_YOUR TASKS_
a – In the article on relationship as a spiritual path, how long have the two authors been life partners?
b – From the article on relationship as a spiritual path, output the passage starting with "We marry to" and going on through "energy and style.".

_SELECTED EXTRACT_

══════

06/22/2015
A beautiful article about relationships! Worth reading!!!
*** Relationship as Spiritual Path ***
The Art and Practice of Committed Relationship
by Judith Ansara & Robert Gass
“The goal of our life is to bring more love and truth into the world.
We marry to assist each other in this process.”
– Leo Tolstoy
We represent what sometimes seems to be a “dying breed” a long-term, happily married couple. Life partners for 39 years, it keeps getting better. To be clear, we have experienced many of the challenges that most couples face. We navigated the rocky terrain of raising three children, faced serious health challenges, stumbled our way through issues of sexuality and attractions to others, dealt with two careers and traveling for work, and negotiated significant differences in energy and style.

══════

[Data listing]
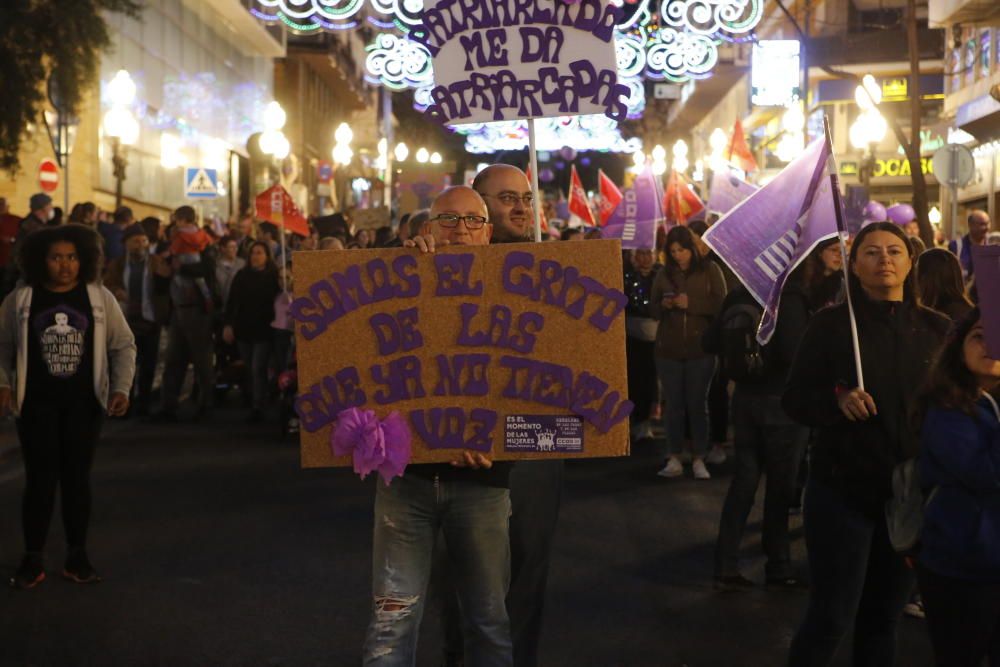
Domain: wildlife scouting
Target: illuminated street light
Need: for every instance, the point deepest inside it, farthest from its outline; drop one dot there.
(680, 151)
(934, 216)
(401, 152)
(121, 126)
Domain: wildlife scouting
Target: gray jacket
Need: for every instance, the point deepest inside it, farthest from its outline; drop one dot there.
(113, 340)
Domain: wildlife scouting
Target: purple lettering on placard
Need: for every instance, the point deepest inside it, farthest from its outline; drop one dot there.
(331, 298)
(557, 386)
(454, 273)
(543, 433)
(502, 90)
(462, 375)
(322, 402)
(396, 333)
(445, 428)
(541, 45)
(400, 379)
(563, 287)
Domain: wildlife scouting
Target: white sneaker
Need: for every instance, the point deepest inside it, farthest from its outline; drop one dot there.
(716, 455)
(672, 469)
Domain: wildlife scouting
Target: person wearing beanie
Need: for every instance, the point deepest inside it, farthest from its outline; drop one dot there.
(139, 281)
(40, 205)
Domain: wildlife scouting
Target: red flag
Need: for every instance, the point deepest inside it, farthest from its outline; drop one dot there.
(578, 205)
(275, 205)
(738, 151)
(611, 196)
(543, 221)
(680, 203)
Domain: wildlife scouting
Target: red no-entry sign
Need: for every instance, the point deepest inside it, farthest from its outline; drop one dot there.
(48, 175)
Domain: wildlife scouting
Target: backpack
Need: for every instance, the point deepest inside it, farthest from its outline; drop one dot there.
(740, 355)
(904, 511)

══════

_RESPONSES TO THE TASKS_
a – 39 years

b –
We marry to assist each other in this process.”
– Leo Tolstoy
We represent what sometimes seems to be a “dying breed” a long-term, happily married couple. Life partners for 39 years, it keeps getting better. To be clear, we have experienced many of the challenges that most couples face. We navigated the rocky terrain of raising three children, faced serious health challenges, stumbled our way through issues of sexuality and attractions to others, dealt with two careers and traveling for work, and negotiated significant differences in energy and style.